» **TASK GOAL**:
Print each of the entries exactly, leaving nothing out.

** START RECORDED INFORMATION **

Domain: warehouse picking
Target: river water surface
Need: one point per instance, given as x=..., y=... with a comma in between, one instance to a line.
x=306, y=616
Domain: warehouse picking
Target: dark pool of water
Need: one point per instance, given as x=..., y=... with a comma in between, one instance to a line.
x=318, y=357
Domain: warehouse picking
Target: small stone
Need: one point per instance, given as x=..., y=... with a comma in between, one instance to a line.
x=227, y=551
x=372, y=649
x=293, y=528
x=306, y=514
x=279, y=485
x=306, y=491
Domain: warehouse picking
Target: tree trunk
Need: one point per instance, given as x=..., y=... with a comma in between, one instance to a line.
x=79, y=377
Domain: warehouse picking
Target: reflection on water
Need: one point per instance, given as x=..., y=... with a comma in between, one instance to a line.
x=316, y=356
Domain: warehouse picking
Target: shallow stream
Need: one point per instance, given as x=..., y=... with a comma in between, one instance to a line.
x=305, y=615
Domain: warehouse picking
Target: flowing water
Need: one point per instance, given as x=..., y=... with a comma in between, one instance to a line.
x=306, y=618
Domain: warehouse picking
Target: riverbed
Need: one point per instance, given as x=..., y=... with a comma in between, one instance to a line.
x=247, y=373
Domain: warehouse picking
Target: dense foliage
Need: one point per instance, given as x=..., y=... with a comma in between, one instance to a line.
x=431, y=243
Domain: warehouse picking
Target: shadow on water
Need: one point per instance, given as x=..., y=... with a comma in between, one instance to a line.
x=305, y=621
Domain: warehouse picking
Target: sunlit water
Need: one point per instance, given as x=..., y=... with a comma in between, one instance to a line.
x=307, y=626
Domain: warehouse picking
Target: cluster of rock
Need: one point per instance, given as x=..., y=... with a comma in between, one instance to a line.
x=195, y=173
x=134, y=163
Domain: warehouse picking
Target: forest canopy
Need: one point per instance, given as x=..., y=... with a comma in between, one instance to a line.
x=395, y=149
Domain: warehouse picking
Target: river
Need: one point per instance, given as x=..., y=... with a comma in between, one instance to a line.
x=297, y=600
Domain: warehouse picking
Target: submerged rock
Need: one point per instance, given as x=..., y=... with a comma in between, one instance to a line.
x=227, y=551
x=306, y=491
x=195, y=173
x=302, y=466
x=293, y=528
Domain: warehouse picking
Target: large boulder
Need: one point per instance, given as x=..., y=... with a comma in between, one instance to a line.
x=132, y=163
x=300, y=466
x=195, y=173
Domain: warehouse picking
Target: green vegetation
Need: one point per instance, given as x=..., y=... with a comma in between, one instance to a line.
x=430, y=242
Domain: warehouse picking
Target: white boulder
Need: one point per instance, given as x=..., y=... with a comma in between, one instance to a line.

** END RECORDED INFORMATION **

» **WRITTEN RESPONSE**:
Domain: warehouse picking
Target: river water surface
Need: one point per instance, given as x=..., y=... with a comma in between, one instance to a line.
x=306, y=616
Domain: warehouse picking
Target: dark pool of water
Need: one point per instance, given as x=..., y=... with a comma in between, one instance to a line.
x=318, y=357
Domain: warehouse picking
Target: small stone
Need: one point per instance, given as x=..., y=... with a comma in between, one instance to a line.
x=227, y=551
x=372, y=649
x=293, y=528
x=306, y=514
x=279, y=485
x=306, y=491
Domain: warehouse picking
Target: tree trunk
Need: one point per instance, given as x=..., y=... with a comma in between, one instance to a line.
x=79, y=377
Domain: warehouse picking
Target: reflection on water
Need: one point per instance, given as x=..., y=... with a comma in between, one instance to a line.
x=316, y=356
Domain: warehouse picking
Target: shallow stream
Need: one point per instance, given as x=..., y=... with a comma in between, one instance to a line.
x=305, y=615
Domain: warehouse picking
Target: flowing water
Need: one point per instance, given as x=..., y=... with a comma in between, one instance to a line.
x=306, y=618
Domain: warehouse picking
Target: riverbed
Need: one point per instance, given as x=..., y=... with a comma in between, one instance to a line.
x=247, y=373
Domain: warehouse picking
Target: dense foliage
Need: one point per instance, given as x=..., y=... with a comma in between, one instance to a line.
x=431, y=243
Domain: warehouse picking
Target: shadow on water
Need: one point per instance, given as x=..., y=... with a comma in between, one instance to a line.
x=305, y=621
Domain: warehouse picking
Target: sunlit water
Need: one point per instance, given as x=..., y=... with a comma in between, one instance to a line.
x=307, y=626
Domain: warehouse picking
Target: cluster of rock
Need: one point per instance, given as x=..., y=... with a comma in between, one instance to a line.
x=195, y=173
x=134, y=163
Domain: warehouse picking
Target: forest canopy
Need: one point per instance, given as x=..., y=... with a comma in between, one instance to a line.
x=395, y=149
Domain: warehouse picking
Target: river
Need: one point per instance, given as x=..., y=... with a comma in between, one instance to a line.
x=297, y=600
Domain: warehouse picking
Target: submerged rock
Need: one point per instance, given as x=..., y=... with a comma in between, one instance to a line.
x=227, y=551
x=306, y=491
x=195, y=173
x=302, y=466
x=293, y=528
Domain: warehouse picking
Target: large boulder
Need: one point per instance, given as x=..., y=... with a comma in between, one instance to a line.
x=132, y=163
x=300, y=466
x=195, y=173
Domain: warehouse picking
Target: green vegetation
Need: one point per instance, given as x=..., y=... with a comma in between, one instance to a line.
x=430, y=242
Domain: warehouse picking
Target: white boulder
Need: one point per instance, given as x=..., y=... with a comma in between, one instance to a line.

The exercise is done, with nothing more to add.